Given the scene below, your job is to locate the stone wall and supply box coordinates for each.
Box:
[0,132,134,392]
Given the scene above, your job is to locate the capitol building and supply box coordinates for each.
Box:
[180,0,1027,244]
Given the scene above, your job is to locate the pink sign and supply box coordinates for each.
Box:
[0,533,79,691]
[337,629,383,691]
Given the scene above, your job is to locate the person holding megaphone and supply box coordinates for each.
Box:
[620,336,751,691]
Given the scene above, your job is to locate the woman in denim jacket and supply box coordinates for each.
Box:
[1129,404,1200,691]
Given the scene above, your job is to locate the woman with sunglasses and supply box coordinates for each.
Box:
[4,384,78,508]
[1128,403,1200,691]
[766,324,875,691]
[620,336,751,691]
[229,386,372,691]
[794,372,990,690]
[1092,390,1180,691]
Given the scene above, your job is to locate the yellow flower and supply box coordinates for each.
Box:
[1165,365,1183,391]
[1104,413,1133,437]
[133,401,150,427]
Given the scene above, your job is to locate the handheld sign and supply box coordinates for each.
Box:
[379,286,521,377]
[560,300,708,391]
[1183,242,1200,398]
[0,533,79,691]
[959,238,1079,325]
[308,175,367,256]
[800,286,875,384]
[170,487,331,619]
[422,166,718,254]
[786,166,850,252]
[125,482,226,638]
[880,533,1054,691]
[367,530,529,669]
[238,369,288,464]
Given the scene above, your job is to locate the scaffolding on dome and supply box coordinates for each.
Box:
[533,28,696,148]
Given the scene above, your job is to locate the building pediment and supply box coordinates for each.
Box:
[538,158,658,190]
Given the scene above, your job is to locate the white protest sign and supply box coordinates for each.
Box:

Problem statement.
Copy verbatim the stretch of lines from the one containing "Given the scene above, your job is to locate the building" through the last line above.

Solution to this exercise.
Given the scene above, your job is to locate the building pediment and supply box coordinates for each.
Box:
[538,158,658,190]
Given the scene above, your job is to locate the white protest sign and supply box coordinates for each.
Box:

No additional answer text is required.